Task instructions: From the records below, select each line that contains the string "pavement" and copy those lines out in full.

begin The data

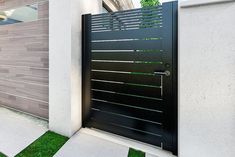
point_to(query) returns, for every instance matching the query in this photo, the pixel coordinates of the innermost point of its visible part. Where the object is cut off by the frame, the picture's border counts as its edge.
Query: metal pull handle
(166, 73)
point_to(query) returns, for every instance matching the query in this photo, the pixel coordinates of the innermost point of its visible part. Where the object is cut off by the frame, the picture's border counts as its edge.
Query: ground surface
(17, 131)
(46, 146)
(86, 145)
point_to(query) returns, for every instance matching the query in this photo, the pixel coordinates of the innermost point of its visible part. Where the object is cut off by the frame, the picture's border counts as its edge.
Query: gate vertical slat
(167, 80)
(86, 68)
(175, 79)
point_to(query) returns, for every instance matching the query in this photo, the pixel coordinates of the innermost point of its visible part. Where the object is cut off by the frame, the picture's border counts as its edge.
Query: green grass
(135, 153)
(2, 155)
(45, 146)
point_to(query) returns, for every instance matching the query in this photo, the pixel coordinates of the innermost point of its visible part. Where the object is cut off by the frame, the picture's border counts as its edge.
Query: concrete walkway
(18, 130)
(91, 144)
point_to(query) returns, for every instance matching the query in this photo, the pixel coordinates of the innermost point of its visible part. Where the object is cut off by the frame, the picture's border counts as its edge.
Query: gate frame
(86, 73)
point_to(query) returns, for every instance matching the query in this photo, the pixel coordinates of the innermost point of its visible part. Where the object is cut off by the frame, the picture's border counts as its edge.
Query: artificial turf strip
(2, 155)
(135, 153)
(45, 146)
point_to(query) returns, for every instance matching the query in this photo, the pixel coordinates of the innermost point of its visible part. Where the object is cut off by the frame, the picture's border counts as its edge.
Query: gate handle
(166, 73)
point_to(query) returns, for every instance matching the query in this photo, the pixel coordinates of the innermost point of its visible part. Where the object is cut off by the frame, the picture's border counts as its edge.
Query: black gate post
(170, 59)
(86, 68)
(175, 78)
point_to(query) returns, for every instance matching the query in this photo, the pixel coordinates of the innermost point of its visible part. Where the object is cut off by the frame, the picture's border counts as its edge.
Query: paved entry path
(17, 131)
(83, 144)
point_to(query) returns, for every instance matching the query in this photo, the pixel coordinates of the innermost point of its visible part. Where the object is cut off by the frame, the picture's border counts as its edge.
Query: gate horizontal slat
(128, 45)
(127, 111)
(117, 129)
(154, 92)
(128, 34)
(107, 117)
(141, 102)
(127, 67)
(127, 56)
(127, 78)
(124, 13)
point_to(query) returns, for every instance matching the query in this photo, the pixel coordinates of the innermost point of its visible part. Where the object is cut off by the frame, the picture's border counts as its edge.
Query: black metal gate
(130, 74)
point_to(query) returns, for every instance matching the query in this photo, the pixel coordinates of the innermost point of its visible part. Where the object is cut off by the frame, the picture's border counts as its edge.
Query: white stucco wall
(65, 62)
(207, 78)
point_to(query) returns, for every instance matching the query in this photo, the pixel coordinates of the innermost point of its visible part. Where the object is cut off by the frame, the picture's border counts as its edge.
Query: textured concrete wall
(24, 61)
(207, 79)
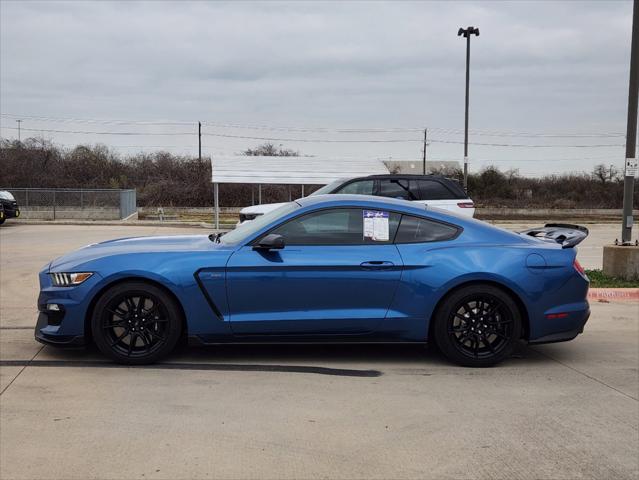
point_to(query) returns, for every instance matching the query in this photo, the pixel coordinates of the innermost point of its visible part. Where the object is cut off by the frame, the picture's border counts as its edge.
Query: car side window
(395, 188)
(339, 226)
(417, 230)
(363, 187)
(433, 190)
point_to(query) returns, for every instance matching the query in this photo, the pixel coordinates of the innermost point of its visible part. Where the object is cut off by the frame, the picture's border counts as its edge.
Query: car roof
(350, 199)
(394, 176)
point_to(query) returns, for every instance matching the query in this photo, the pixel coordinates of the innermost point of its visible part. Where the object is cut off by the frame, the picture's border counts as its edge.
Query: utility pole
(424, 158)
(467, 33)
(631, 132)
(199, 141)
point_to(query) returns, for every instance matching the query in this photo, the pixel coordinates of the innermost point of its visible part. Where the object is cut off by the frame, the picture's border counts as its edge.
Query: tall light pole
(631, 132)
(467, 33)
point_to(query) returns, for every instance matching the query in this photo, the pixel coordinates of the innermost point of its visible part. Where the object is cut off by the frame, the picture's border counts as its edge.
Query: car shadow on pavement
(355, 360)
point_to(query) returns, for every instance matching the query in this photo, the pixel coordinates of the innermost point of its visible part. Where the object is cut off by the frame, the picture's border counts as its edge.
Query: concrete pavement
(567, 410)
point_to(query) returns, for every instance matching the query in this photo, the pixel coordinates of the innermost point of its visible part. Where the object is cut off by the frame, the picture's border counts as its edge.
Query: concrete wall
(70, 213)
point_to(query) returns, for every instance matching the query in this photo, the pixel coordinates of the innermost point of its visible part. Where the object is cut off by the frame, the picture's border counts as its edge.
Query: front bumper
(64, 326)
(45, 333)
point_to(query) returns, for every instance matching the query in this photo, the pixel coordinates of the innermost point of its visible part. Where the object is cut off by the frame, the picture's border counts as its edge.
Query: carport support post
(216, 203)
(631, 132)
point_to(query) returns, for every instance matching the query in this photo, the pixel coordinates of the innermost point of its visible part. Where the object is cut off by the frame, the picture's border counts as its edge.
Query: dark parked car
(9, 206)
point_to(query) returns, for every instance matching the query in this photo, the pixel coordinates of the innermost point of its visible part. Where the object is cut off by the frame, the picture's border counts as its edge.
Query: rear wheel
(478, 326)
(136, 323)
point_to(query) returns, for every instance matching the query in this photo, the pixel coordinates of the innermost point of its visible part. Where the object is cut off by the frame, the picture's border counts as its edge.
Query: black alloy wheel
(478, 326)
(136, 323)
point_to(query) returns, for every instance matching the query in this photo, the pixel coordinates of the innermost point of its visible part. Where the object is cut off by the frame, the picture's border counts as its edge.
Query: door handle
(376, 265)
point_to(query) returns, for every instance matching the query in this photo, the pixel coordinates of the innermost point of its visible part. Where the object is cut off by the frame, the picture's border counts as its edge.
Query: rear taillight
(578, 267)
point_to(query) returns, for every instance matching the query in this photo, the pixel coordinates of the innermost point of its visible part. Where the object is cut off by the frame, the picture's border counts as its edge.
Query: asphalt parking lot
(556, 411)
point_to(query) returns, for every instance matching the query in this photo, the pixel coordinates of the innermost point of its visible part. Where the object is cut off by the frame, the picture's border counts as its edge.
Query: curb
(129, 223)
(613, 294)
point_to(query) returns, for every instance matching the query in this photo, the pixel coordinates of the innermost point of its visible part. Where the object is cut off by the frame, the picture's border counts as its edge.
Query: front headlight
(69, 279)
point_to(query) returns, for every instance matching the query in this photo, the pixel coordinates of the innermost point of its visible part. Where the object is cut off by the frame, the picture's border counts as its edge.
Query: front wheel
(477, 326)
(136, 323)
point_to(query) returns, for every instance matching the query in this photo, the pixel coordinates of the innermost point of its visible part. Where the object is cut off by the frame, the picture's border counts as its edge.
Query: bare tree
(270, 150)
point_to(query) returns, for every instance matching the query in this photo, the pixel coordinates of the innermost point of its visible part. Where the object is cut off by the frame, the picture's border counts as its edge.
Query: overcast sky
(539, 67)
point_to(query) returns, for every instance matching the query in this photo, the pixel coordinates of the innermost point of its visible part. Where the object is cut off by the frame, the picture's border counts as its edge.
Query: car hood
(261, 209)
(133, 245)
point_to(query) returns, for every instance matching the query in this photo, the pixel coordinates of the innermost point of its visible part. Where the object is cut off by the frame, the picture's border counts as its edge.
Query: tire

end The data

Answer in full:
Query: car shadow on pavement
Query: concrete pavement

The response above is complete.